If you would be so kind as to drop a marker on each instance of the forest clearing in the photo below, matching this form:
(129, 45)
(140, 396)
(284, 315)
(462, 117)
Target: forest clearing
* * * * * * * * *
■ Your objective: Reproduce the listing above line for line, with no changes.

■ Expected answer:
If you would be so kind as to drop a marker on each instance of the forest clearing in the photo below, matching this form:
(129, 45)
(140, 396)
(284, 315)
(462, 117)
Target: forest clearing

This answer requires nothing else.